■ LIST OF TASKS ■
a - In the legal malpractice passage, reproduce word for word the part that opens with the words containing "How often do" and closes with "as appealed from.".
b - According to the legal malpractice passage, which court decided Rock City Sound, Inc. v Bashian & Farber, LLP?

■ TEXT SEGMENT ■
---*---
How often do cases explode because of discovery abuses?  We do not have a firm answer, but much of the legal malpractice litigation world arises from discovery abuses.  Here, in Rock City Sound, Inc. v Bashian & Farber, LLP ;2011 NY Slip Op 02861 ;Decided on April 5, 2011 ;Appellate Division, Second Department we see a law firm being punished as a defendant in a legal malpractice case based upon its own refusal to provide records, in a discovery abuse scenario.

"In the order appealed from, the Supreme Court, inter alia, granted that branch of the plaintiff’s renewed motion pursuant to CPLR 3126 which was to strike the defendants’ answer. The defendants appeal, and we affirm the order insofar as appealed from.

The nature and degree of the penalty to be imposed pursuant to CPLR 3126 rests within the discretion of the motion court (see Raville v Elnomany, 76 AD3d 520, 521; Negro v St. Charles Hosp. & Rehabilitation Ctr., 44 AD3d 727, 728; 1523 Real Estate, Inc. v East Atl. Props., LLC, 41 AD3d 567, 568; Ordonez v Guerra, 295 AD2d 325, 326). However, the "drastic remedy" (Friedman, Harfenist, Langer & Kraut v Rosenthal, 79 AD3d 798, 801) of striking a pleading pursuant to CPLR 3126 should not be imposed unless the failure to comply with discovery demands or orders is clearly willful and contumacious (see Lomax v Rochdale Vil. Inc., 76 AD3d 999, 999; [*2]Moray v City of Yonkers, 76 AD3d 618, 619; Cobenas v Ginsburg Dev. Cos. LLC., 74 AD3d 1269, 1270; Xiao Yang Chen v Fischer, 73 AD3d 1167). " Willful and contumacious conduct may be inferred from a party’s repeated failure to comply with court-ordered discovery, coupled with inadequate explanations for the failures to comply’" (Friedman, Harfenist, Langer & Kraut v Rosenthal, 79 AD3d 798, 800, quoting Savin v Brooklyn Mar. Park Dev. Corp., 61 AD3d 954, 954-955), " or a failure to comply with court-ordered discovery over an extended period of time’" (Friedman, Harfenist, Langer & Kraut v Rosenthal, 79 AD3d 798, 800, quoting Prappas v Papadatos, 38 AD3d 871, 872; see Russell v B & B Indus., 309 AD2d 914, 915; Penafiel v Puretz, 298 AD2d 446, 447).
---*---
■ EXCERPTED DATA ■
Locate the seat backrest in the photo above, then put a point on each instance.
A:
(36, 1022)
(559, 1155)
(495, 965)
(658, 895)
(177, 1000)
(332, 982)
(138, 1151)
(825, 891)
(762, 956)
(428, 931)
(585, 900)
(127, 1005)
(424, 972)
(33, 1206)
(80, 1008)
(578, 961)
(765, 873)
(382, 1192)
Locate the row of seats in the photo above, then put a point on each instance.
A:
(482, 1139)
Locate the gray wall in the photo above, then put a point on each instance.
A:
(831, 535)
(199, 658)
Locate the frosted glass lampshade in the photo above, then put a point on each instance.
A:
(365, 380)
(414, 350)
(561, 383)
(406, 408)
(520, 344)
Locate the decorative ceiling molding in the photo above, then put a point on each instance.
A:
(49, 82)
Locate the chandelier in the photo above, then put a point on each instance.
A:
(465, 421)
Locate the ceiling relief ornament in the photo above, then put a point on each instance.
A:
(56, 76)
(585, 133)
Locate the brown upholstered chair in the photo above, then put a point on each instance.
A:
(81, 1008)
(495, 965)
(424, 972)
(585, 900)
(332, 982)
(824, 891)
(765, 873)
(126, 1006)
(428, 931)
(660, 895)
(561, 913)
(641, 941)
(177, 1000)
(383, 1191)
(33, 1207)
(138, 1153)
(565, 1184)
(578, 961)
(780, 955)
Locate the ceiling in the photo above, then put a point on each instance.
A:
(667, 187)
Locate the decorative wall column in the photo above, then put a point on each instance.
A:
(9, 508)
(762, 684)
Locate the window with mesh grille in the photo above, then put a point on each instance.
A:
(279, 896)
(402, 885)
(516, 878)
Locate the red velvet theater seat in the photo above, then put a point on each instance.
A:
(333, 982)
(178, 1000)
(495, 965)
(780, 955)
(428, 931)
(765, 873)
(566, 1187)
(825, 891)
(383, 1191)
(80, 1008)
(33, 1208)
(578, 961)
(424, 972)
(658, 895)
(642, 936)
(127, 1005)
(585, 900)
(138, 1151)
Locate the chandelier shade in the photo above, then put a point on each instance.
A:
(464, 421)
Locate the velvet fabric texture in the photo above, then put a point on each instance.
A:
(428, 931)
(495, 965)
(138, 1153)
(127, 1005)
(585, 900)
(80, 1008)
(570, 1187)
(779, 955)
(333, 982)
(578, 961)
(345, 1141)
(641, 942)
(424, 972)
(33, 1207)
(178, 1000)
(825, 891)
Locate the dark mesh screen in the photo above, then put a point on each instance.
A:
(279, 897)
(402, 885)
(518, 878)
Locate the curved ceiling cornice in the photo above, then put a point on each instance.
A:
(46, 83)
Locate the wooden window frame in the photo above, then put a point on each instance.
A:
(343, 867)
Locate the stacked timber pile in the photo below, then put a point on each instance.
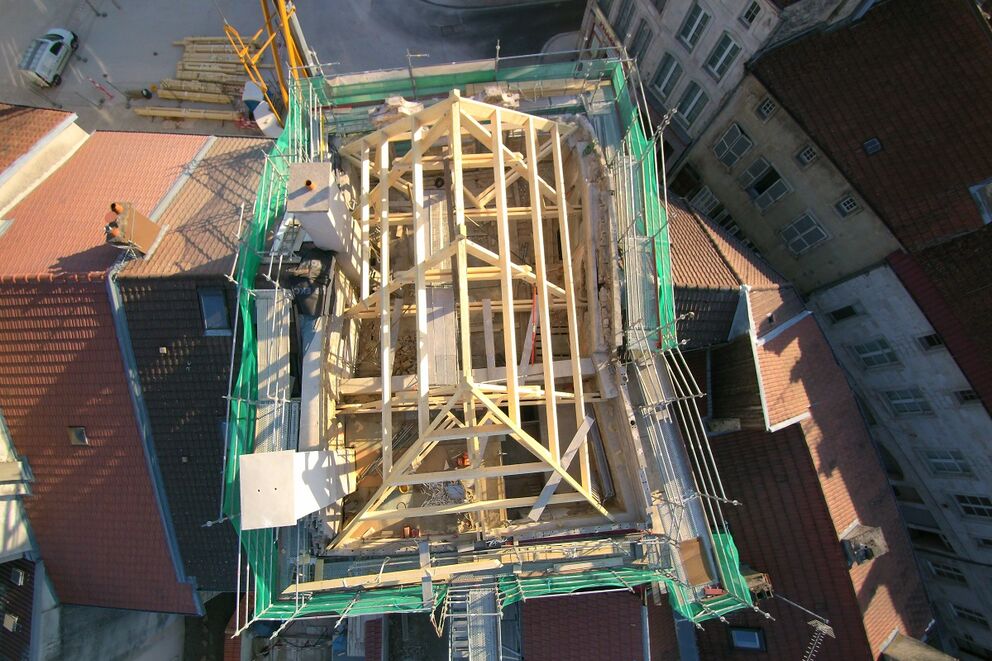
---*---
■ RESULTS FOR EACH TASK ■
a -
How often do cases explode because of discovery abuses?  We do not have a firm answer, but much of the legal malpractice litigation world arises from discovery abuses.  Here, in Rock City Sound, Inc. v Bashian & Farber, LLP ;2011 NY Slip Op 02861 ;Decided on April 5, 2011 ;Appellate Division, Second Department we see a law firm being punished as a defendant in a legal malpractice case based upon its own refusal to provide records, in a discovery abuse scenario.

"In the order appealed from, the Supreme Court, inter alia, granted that branch of the plaintiff’s renewed motion pursuant to CPLR 3126 which was to strike the defendants’ answer. The defendants appeal, and we affirm the order insofar as appealed from.

b - The Appellate Division, Second Department.